═════ Gegeven tekst
Een Kamermeerderheid heeft de motie van de PVDA en het CDA gesteund, waarin de regering werd opgeroepen zich bij het Gerechtshof te beklagen tegen de beslissing van het OM om de frauderende bedrijven niet te vervolgen. D66 vond die motie een juridisch monstrum en heeft daarom tegen gestemd. In onze stemverklaring hebben wij nadrukkelijk aangegeven de schikking zeer te betreuren, maar dat wij geen steun konden verlenen aan een onzinnige motie. Een onmogelijke motie maakt de zaak alleen maar erger, omdat je op voorhand weet dat die niet kan worden uitgevoerd en jusit dat weer het beeld oproept dat we in Den Haag van alles zitten toe te dekken. Wij vonden het onbegrijpelijk dat PVDA en CDA die motie indienden en dat zo veel fracties daar nog in mee gingen ook.

Alsnog vervolging?
══════════
═════ Aangeleverde gegevens
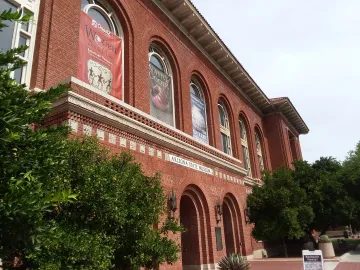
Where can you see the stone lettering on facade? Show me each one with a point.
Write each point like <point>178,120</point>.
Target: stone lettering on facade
<point>190,164</point>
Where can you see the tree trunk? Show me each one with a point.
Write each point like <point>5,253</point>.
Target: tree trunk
<point>284,246</point>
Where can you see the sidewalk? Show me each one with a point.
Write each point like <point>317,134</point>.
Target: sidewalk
<point>349,261</point>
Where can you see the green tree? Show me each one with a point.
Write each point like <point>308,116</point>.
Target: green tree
<point>279,208</point>
<point>30,166</point>
<point>350,176</point>
<point>324,188</point>
<point>68,203</point>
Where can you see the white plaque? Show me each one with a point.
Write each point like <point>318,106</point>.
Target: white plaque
<point>190,164</point>
<point>313,260</point>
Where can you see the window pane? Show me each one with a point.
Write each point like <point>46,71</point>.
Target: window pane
<point>84,3</point>
<point>100,18</point>
<point>245,156</point>
<point>25,26</point>
<point>161,95</point>
<point>194,90</point>
<point>224,142</point>
<point>7,32</point>
<point>261,163</point>
<point>22,41</point>
<point>242,131</point>
<point>198,112</point>
<point>222,117</point>
<point>156,62</point>
<point>18,75</point>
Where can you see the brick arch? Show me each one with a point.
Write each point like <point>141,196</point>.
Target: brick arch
<point>195,74</point>
<point>122,13</point>
<point>263,148</point>
<point>250,139</point>
<point>199,229</point>
<point>176,73</point>
<point>232,121</point>
<point>233,224</point>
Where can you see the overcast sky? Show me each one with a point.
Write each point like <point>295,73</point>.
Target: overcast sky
<point>306,50</point>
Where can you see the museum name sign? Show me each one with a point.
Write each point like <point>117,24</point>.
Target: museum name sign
<point>189,164</point>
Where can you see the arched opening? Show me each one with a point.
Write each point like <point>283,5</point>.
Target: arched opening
<point>228,229</point>
<point>190,248</point>
<point>233,228</point>
<point>196,242</point>
<point>161,86</point>
<point>198,112</point>
<point>225,133</point>
<point>259,142</point>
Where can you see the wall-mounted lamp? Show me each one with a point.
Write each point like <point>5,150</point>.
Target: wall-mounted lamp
<point>172,204</point>
<point>247,214</point>
<point>218,210</point>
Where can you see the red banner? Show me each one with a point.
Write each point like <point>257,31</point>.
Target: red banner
<point>100,57</point>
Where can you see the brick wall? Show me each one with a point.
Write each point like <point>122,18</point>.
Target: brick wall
<point>143,23</point>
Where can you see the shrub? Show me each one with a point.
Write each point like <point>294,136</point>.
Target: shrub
<point>234,262</point>
<point>324,239</point>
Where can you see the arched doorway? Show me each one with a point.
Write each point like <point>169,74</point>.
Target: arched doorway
<point>196,242</point>
<point>228,229</point>
<point>190,248</point>
<point>233,229</point>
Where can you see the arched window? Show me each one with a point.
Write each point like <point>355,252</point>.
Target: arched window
<point>101,12</point>
<point>105,75</point>
<point>224,129</point>
<point>161,86</point>
<point>18,34</point>
<point>198,112</point>
<point>245,147</point>
<point>259,151</point>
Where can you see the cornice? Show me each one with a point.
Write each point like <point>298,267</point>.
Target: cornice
<point>193,25</point>
<point>84,106</point>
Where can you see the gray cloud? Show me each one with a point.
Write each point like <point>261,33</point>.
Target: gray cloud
<point>308,51</point>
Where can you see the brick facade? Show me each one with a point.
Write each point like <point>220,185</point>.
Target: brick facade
<point>89,112</point>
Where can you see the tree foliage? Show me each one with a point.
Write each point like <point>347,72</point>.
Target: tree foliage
<point>321,181</point>
<point>279,208</point>
<point>350,176</point>
<point>69,203</point>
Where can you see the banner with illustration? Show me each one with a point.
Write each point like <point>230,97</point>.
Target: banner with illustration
<point>161,104</point>
<point>100,57</point>
<point>198,112</point>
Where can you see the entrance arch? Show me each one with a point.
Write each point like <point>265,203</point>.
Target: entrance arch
<point>196,243</point>
<point>233,229</point>
<point>228,229</point>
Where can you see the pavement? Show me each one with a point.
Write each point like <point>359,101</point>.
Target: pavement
<point>349,261</point>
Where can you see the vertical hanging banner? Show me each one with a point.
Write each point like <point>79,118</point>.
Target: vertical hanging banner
<point>161,105</point>
<point>313,260</point>
<point>198,117</point>
<point>100,57</point>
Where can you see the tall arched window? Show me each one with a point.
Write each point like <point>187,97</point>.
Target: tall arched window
<point>259,151</point>
<point>198,112</point>
<point>101,12</point>
<point>104,67</point>
<point>161,86</point>
<point>245,147</point>
<point>224,129</point>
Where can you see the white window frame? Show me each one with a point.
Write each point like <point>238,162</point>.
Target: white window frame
<point>196,85</point>
<point>244,142</point>
<point>225,130</point>
<point>31,6</point>
<point>259,151</point>
<point>154,50</point>
<point>115,25</point>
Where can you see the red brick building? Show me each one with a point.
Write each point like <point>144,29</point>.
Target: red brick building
<point>177,98</point>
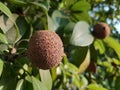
══════════
(Overzicht van opdrachten):
#1 Kun je uit de tekst over de motie alles van "Een Kamermeerderheid heeft" tot en met "mee gingen ook." letterlijk overschrijven?
#2 Beantwoord deze vragen over de tekst over de motie:
(a) Welke partijen dienden de motie in?
(b) Hoe noemde D66 de motie?
(c) Tegen welke beslissing van het OM moest de regering zich volgens de motie bij het Gerechtshof beklagen?
De gegevens zijn afzonderlijk materiaal en horen niet bij de tekst.

(Antwoorden bij opdrachten):
#1
Een Kamermeerderheid heeft de motie van de PVDA en het CDA gesteund, waarin de regering werd opgeroepen zich bij het Gerechtshof te beklagen tegen de beslissing van het OM om de frauderende bedrijven niet te vervolgen. D66 vond die motie een juridisch monstrum en heeft daarom tegen gestemd. In onze stemverklaring hebben wij nadrukkelijk aangegeven de schikking zeer te betreuren, maar dat wij geen steun konden verlenen aan een onzinnige motie. Een onmogelijke motie maakt de zaak alleen maar erger, omdat je op voorhand weet dat die niet kan worden uitgevoerd en jusit dat weer het beeld oproept dat we in Den Haag van alles zitten toe te dekken. Wij vonden het onbegrijpelijk dat PVDA en CDA die motie indienden en dat zo veel fracties daar nog in mee gingen ook.

#2
(a) De PVDA en het CDA.
(b) Een juridisch monstrum.
(c) De beslissing om de frauderende bedrijven niet te vervolgen.